Requirement: The entries below are to be copied exactly, with nothing left out.

----------------

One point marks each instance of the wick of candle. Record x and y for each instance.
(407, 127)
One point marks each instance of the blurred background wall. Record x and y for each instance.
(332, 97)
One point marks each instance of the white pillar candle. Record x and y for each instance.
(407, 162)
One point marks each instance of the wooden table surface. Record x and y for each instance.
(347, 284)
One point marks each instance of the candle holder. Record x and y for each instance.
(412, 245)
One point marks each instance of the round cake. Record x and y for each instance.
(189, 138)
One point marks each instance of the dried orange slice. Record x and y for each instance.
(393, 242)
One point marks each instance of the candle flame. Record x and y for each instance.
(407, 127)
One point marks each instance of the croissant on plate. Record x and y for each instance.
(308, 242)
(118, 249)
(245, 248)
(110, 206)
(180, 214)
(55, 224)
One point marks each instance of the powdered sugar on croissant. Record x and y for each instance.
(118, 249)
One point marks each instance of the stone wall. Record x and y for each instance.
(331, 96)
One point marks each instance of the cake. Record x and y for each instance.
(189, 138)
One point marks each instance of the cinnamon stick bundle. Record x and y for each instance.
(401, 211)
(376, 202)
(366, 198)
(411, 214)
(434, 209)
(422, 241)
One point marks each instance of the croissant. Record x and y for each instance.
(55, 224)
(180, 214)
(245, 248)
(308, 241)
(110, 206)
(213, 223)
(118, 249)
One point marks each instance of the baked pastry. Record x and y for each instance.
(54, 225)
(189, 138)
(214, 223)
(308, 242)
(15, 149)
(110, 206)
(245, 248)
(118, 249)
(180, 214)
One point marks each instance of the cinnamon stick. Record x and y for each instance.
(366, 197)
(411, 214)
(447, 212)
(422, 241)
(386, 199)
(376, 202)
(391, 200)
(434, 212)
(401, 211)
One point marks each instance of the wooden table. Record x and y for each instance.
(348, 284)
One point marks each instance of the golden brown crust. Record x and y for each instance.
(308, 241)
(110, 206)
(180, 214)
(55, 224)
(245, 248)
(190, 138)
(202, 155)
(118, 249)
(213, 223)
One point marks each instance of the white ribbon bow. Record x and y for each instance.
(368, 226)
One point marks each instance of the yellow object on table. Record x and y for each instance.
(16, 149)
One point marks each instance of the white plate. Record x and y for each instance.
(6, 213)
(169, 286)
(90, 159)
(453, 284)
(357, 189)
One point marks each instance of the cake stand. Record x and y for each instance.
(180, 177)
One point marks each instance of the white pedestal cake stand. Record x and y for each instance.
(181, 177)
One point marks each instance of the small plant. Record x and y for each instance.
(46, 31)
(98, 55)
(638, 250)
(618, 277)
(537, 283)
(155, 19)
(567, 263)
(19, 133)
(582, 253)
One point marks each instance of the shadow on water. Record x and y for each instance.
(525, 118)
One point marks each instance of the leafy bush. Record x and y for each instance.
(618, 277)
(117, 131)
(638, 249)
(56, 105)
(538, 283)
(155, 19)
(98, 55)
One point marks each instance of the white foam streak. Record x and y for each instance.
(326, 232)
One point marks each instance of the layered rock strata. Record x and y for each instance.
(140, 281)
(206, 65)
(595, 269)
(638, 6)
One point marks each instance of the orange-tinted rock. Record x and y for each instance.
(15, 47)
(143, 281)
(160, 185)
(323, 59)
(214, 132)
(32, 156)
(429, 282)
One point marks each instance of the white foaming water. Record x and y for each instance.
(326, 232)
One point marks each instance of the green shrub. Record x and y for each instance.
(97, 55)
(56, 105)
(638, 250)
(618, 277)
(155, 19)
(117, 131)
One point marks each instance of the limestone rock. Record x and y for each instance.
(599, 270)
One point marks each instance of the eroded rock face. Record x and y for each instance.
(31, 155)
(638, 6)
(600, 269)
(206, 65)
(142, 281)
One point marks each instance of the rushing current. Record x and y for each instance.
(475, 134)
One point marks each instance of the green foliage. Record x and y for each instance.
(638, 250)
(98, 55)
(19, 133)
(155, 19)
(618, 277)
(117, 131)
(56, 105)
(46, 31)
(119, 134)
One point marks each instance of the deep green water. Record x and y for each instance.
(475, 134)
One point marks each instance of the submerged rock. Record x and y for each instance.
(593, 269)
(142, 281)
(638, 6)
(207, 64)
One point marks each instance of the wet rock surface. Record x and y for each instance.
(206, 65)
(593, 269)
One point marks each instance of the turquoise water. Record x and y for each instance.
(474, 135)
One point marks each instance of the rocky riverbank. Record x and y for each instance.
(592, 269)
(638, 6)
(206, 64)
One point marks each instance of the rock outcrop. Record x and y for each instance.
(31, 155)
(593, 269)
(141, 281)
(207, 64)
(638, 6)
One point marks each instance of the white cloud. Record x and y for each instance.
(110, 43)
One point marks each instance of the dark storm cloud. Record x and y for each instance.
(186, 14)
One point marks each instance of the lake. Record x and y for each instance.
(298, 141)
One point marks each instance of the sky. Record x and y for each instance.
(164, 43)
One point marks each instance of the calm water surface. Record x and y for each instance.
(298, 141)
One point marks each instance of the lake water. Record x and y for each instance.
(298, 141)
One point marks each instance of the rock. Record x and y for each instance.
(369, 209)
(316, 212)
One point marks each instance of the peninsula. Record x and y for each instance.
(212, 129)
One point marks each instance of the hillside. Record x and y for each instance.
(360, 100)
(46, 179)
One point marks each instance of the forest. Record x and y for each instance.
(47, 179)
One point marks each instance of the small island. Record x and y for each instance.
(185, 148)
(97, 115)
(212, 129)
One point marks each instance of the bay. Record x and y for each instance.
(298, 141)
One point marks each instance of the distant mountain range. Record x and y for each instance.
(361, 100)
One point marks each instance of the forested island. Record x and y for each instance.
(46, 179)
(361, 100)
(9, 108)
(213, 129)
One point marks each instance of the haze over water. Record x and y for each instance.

----------------

Exercise response:
One point marks each instance of the wick of candle. Record x and y for each instance.
(407, 127)
One point marks each instance of the blurred background wall. Record x and y for each instance.
(332, 97)
One point marks each instance of the white pillar candle. Record x and y for each instance.
(407, 162)
One point marks each instance of the wooden table surface. Record x and y for each instance.
(347, 284)
One point marks each instance of the candle holder. Record x and y for each instance.
(412, 245)
One point marks each instance of the round cake. Record x and y for each instance.
(189, 138)
One point marks each instance of the dried orange slice. Record x and y for each instance.
(393, 242)
One point marks each instance of the candle flame. Record x and y for each instance.
(407, 127)
One point marks each instance of the croissant on plate. Record x and y for each instance.
(308, 242)
(118, 249)
(245, 248)
(110, 206)
(180, 214)
(55, 224)
One point marks each instance of the powdered sugar on croissant. Record x and y for each instance.
(118, 249)
One point marks each instance of the stone wall. Record x and y for each instance.
(331, 96)
One point marks each instance of the cake. Record x and y for each instance.
(189, 138)
One point marks each instance of the cinnamon stick bundle. Record x and y for each instance.
(401, 211)
(376, 202)
(366, 198)
(411, 214)
(434, 209)
(422, 241)
One point marks each instance of the croissant. Record x and y for each instance.
(55, 224)
(180, 214)
(245, 248)
(308, 241)
(110, 206)
(213, 223)
(118, 249)
One point marks each instance of the baked pastry. Record x and y for each instance.
(54, 225)
(189, 138)
(214, 223)
(308, 242)
(15, 149)
(110, 206)
(245, 248)
(118, 249)
(180, 214)
One point marks each instance of the cinnamon stick. Record x and y for each instance.
(366, 197)
(411, 214)
(447, 212)
(422, 241)
(386, 199)
(376, 202)
(391, 200)
(434, 212)
(401, 211)
One point marks each instance of the wooden table. Record x and y for each instance.
(348, 284)
One point marks each instance of the golden brown crust. Record x and y for each instance.
(308, 241)
(110, 206)
(180, 214)
(55, 224)
(245, 248)
(190, 138)
(202, 155)
(118, 249)
(213, 223)
One point marks each instance of the white ribbon bow. Record x and y for each instance.
(368, 226)
One point marks each instance of the yellow object on table. Record x and y for each instance.
(16, 149)
One point marks each instance of the white plate. Record x and y for each instance.
(6, 213)
(169, 286)
(90, 159)
(453, 284)
(357, 189)
One point marks each instance of the cake stand. Record x and y for each instance.
(180, 177)
One point marks each instance of the white pedestal cake stand. Record x and y for each instance.
(181, 177)
One point marks each instance of the small plant. Record x and y for each instance.
(46, 31)
(98, 55)
(638, 250)
(618, 277)
(537, 283)
(155, 19)
(567, 263)
(19, 133)
(582, 253)
One point marks each instance of the shadow on water. Record x and y for each instance.
(525, 118)
One point marks each instance of the leafy bush. Record x and y for each instance.
(618, 277)
(117, 131)
(638, 249)
(56, 105)
(538, 283)
(155, 19)
(98, 55)
One point marks each instance of the white foam streak. Record x and y for each instance.
(326, 232)
One point marks each instance of the layered rock strata. Record x and y for each instance.
(140, 281)
(206, 65)
(595, 269)
(638, 6)
One point marks each instance of the orange-tinted rock. Record x and y for each instance.
(15, 47)
(143, 281)
(160, 185)
(323, 59)
(214, 132)
(32, 156)
(429, 282)
One point marks each instance of the white foaming water. Record x and y for each instance.
(326, 232)
One point marks each instance of the green shrub. Record x and y for each instance.
(97, 55)
(56, 105)
(638, 250)
(618, 277)
(155, 19)
(117, 131)
One point marks each instance of the limestone rock. Record x and y for each instance.
(599, 270)
One point marks each instance of the eroded rock face. Record x and y for each instance.
(31, 155)
(638, 6)
(600, 269)
(206, 65)
(142, 281)
One point marks each instance of the rushing current. Record x and y for each instance.
(475, 134)
One point marks each instance of the green foliage. Record x and y for each instance.
(638, 250)
(98, 55)
(19, 133)
(155, 19)
(618, 277)
(117, 131)
(56, 105)
(46, 31)
(119, 134)
One point marks each instance of the deep green water. Record x and y for each instance.
(475, 134)
One point marks each instance of the submerged rock. Record x and y for each instance.
(593, 269)
(142, 281)
(638, 6)
(207, 64)
One point marks each instance of the wet rock surface. Record x and y for each instance.
(206, 65)
(593, 269)
One point marks each instance of the turquoise water. Record x and y for each instance.
(474, 135)
One point marks each instance of the rocky riverbank. Record x and y for each instance.
(592, 269)
(638, 6)
(206, 64)
One point marks each instance of the rock outcrop. Record x and y for each instance.
(31, 155)
(593, 269)
(141, 281)
(207, 64)
(638, 6)
One point marks each instance of the white cloud. Record x and y for each instance.
(110, 43)
One point marks each instance of the dark storm cloud. Record x and y for each instance.
(186, 14)
One point marks each instance of the lake. Record x and y for each instance.
(298, 141)
One point marks each instance of the sky. Record x and y for each instance.
(164, 43)
One point marks each instance of the calm water surface. Record x and y for each instance.
(298, 141)
One point marks each instance of the lake water. Record x and y for each instance.
(298, 141)
One point marks each instance of the rock. Record x and y for each instance.
(369, 209)
(316, 212)
One point marks each instance of the peninsula. Record x and y for each instance.
(212, 129)
One point marks each instance of the hillside. Record x and y for each instance.
(360, 100)
(46, 179)
One point marks each instance of the forest. Record x and y for each instance.
(47, 179)
One point marks each instance of the small island. Record x and y for each instance.
(185, 148)
(97, 115)
(212, 129)
One point marks each instance of the bay. Record x and y for each instance.
(298, 141)
One point marks each instance of the distant mountain range. Record x and y for each instance.
(361, 100)
One point marks each instance of the forested island. Record x and y for each instance.
(46, 179)
(361, 100)
(9, 108)
(213, 129)
One point marks each instance of the haze over water. Record x and y for each instance.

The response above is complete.